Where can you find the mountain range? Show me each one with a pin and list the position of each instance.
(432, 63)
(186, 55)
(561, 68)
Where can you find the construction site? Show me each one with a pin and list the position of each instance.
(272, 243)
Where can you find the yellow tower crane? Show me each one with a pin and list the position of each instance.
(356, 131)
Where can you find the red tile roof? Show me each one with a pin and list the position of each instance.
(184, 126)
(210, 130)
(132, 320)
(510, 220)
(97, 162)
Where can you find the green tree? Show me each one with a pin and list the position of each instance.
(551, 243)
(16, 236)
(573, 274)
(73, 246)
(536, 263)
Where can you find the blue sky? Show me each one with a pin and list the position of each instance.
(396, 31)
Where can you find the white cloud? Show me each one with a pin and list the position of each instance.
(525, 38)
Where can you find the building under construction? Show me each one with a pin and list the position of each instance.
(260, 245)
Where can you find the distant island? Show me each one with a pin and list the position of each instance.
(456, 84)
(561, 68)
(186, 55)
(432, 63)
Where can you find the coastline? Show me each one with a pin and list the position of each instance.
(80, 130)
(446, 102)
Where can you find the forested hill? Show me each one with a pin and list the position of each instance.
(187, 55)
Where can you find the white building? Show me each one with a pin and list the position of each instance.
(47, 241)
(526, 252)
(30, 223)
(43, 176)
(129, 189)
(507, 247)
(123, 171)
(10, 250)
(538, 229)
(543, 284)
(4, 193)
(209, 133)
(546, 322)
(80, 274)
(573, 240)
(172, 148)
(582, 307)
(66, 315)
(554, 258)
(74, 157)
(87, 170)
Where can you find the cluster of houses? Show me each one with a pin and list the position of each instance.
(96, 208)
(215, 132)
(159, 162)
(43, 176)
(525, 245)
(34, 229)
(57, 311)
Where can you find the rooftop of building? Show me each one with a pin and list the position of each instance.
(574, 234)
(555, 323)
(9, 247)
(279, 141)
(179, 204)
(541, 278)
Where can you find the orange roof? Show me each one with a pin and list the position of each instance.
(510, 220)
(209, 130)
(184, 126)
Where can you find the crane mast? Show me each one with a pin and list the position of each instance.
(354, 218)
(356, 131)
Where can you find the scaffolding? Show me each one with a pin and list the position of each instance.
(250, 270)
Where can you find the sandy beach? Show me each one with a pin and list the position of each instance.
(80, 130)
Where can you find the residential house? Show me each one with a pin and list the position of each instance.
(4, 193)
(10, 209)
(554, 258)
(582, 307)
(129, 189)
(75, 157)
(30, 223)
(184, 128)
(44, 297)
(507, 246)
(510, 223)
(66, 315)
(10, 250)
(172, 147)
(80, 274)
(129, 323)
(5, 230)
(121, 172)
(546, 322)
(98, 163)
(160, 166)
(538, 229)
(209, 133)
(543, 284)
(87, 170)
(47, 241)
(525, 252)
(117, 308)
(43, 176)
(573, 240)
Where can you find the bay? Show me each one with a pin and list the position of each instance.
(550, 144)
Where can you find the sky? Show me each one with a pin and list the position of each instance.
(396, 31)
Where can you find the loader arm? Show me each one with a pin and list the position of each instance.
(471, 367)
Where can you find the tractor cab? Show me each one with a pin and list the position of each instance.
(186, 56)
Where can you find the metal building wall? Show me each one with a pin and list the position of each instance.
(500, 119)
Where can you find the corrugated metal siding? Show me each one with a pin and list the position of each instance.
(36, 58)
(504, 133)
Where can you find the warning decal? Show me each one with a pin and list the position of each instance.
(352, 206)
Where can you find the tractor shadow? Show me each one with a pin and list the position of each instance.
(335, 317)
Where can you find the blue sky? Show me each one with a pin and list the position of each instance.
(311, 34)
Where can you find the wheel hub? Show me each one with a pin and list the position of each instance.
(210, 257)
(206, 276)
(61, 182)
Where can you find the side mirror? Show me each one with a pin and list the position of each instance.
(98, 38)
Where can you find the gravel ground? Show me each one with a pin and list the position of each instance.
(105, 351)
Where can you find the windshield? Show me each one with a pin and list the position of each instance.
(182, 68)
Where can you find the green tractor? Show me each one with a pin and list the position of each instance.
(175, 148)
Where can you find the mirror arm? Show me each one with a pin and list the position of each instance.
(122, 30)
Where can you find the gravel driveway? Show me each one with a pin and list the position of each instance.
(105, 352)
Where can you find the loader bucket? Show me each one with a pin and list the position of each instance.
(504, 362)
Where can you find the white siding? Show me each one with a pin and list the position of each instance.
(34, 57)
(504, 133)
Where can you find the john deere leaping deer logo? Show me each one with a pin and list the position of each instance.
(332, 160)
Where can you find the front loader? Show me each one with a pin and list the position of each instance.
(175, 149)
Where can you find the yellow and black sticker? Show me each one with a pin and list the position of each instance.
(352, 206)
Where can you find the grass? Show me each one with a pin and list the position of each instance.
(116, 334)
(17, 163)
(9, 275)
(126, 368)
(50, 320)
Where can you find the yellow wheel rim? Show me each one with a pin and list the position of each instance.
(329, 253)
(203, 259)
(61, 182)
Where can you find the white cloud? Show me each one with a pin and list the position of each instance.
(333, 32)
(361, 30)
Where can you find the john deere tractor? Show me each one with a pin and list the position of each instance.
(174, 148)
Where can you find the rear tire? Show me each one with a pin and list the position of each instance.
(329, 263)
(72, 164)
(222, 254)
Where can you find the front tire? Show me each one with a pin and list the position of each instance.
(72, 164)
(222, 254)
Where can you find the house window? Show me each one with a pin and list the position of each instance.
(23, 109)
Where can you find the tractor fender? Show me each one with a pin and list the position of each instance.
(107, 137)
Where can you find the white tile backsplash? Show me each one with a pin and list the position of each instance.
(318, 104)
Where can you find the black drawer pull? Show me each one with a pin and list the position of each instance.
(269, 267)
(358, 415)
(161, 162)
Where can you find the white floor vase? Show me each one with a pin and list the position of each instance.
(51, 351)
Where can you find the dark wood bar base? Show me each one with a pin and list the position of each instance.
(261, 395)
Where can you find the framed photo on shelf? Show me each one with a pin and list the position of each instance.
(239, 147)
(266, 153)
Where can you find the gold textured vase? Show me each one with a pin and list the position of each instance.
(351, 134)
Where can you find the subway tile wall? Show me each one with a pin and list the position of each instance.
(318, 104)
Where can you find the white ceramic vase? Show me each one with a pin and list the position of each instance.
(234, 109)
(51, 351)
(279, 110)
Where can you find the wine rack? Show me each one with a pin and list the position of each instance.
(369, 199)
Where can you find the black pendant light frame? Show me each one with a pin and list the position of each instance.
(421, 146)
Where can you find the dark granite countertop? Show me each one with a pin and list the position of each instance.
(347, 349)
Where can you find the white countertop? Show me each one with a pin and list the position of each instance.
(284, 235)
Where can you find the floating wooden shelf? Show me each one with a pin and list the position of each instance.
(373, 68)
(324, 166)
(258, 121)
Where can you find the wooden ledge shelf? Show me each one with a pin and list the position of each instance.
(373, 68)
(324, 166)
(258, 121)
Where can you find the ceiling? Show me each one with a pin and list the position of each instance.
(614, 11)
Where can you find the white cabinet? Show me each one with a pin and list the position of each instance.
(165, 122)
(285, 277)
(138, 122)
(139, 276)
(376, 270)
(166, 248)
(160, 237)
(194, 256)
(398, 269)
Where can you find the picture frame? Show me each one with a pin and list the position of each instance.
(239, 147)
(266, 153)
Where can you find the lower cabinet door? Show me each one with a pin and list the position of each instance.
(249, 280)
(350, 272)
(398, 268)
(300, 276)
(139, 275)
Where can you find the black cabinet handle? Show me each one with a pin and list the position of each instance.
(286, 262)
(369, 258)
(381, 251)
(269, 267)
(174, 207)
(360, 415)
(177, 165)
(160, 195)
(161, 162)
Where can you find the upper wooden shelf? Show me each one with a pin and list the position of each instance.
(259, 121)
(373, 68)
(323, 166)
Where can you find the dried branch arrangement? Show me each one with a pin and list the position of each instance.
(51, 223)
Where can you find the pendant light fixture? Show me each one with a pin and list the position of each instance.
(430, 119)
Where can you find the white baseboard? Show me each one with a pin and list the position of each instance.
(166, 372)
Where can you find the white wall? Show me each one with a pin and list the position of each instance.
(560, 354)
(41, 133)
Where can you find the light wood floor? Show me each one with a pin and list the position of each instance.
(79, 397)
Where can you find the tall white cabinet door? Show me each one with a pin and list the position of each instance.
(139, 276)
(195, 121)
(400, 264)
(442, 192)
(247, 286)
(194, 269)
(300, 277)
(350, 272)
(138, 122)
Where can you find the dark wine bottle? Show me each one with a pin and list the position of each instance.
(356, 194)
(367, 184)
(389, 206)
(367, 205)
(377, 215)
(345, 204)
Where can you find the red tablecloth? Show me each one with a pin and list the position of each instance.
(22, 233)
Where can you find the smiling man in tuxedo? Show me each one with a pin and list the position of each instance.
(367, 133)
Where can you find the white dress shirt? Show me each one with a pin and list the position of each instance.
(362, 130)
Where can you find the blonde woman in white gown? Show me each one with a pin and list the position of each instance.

※ ※ ※

Work to be completed: Nothing but the lines from the line with "Where can you find the white wall?" to the last line of the listing above should appear; please retype them exactly, both ends included.

Worked answer:
Where can you find the white wall? Show me each one with a pin and list the position of each instance.
(560, 354)
(41, 133)
Where can you find the light wood floor? Show me each one with a pin and list the position of each instance.
(79, 397)
Where can you find the tall white cabinet door? Show me each one with a pin and list the position of each instance.
(139, 276)
(195, 121)
(400, 264)
(442, 192)
(247, 286)
(194, 269)
(300, 277)
(350, 272)
(138, 122)
Where can you find the dark wine bottle? Show me each one with a pin and list the position of each instance.
(356, 194)
(367, 184)
(389, 206)
(367, 205)
(377, 215)
(345, 204)
Where can you find the red tablecloth? Show me each one with a pin and list the position of each instance.
(22, 233)
Where can you find the smiling man in tuxedo? Show me each one with a pin and list the position of each instance.
(367, 133)
Where can you find the white dress shirt? Show me each one with a pin and list the position of each instance.
(362, 130)
Where can you find the blonde woman in white gown? Show me each one with a pin and list the position of each instance.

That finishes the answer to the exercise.